*TASK LIST*.
A. Using the multiverse passage below, explain why dark flow is considered controversial.
B. According to the multiverse passage below, in what year did Mersini-Houghton and Holman predict that other universes caused anomalies in the radiation?

Scientists had predicted that it should be evenly distributed, but the map shows a stronger concentration in the south half of the sky and a ‘cold spot’ that cannot be explained by current understanding of physics. Laura Mersini-Houghton, theoretical physicist at the University of North Carolina at Chapel Hill, and Richard Holman, professor at Carnegie Mellon University, predicted that anomalies in radiation existed and were caused by the pull from other universes in 2005. Mersini-Houghton will be in Britain soon promoting this theory and, we expect, the hard evidence at the Hay Festival on May 31 and at Oxford on June 11.

Dr Mersini-Houghton believes her hypothesis has been proven from the Planck data that data has been used to create a map of light from when the universe was just 380,000 years old. “These anomalies were caused by other universes pulling on our universe as it formed during the Big Bang,” she says. “They are the first hard evidence for the existence of other universes that we have seen.”

Columbia University mathematician Peter Woit writes in his blog, Not Even Wrong, that in recent years there have been many claims made for “evidence” of a multiverse, supposedly found in the CMB data. “Such claims often came with the remark that the Planck CMB data would convincingly decide the matter. When the Planck data was released two months ago, I looked through the press coverage and through the Planck papers for any sign of news about what the new data said about these multiverse evidence claims. There was very little there; possibly the Planck scientists found these claims to be so outlandish that it wasn’t worth the time to look into what the new data had to say about them.

“One exception,” Woit adds, “was this paper, where Planck looked for evidence of ‘dark flow’. They found nothing, and a New Scientist article summarized the situation: ‘The Planck team’s paper appears to rule out the claims of Kashlinsky and collaborators,’ says David Spergel of Princeton University, who was not involved in the work. If there is no dark flow, there is no need for exotic explanations for it, such as other universes, says Planck team member Elena Pierpaoli at the University of Southern California, Los Angeles. “You don’t have to think of alternatives.'”

“Dark Flow” sounds like a new SciFi Channel series. It’s not! The dark flow is controversial because the distribution of matter in the observed universe cannot account for it. Its existence suggests that some structure beyond the visible universe — outside our “horizon” — is pulling on matter in our vicinity.

*SOURCE DATA*.
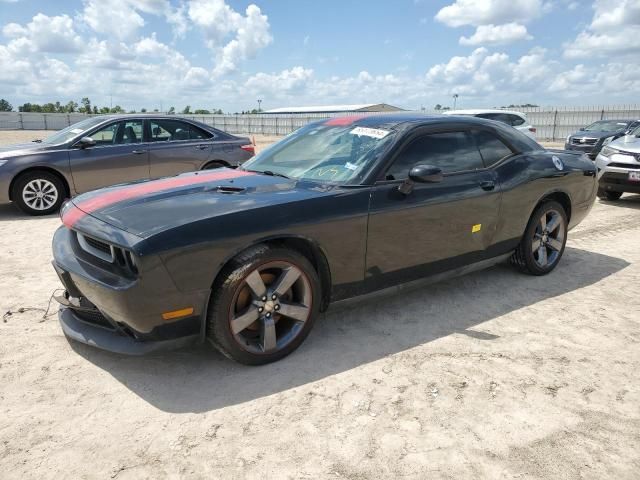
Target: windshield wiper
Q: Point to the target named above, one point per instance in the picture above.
(269, 172)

*FULL SOLUTIONS*.
A. Dark flow is controversial because the distribution of matter in the observed universe can't account for it. Its existence would suggest that some structure beyond the visible universe, outside our "horizon," is pulling on matter near us.

B. 2005.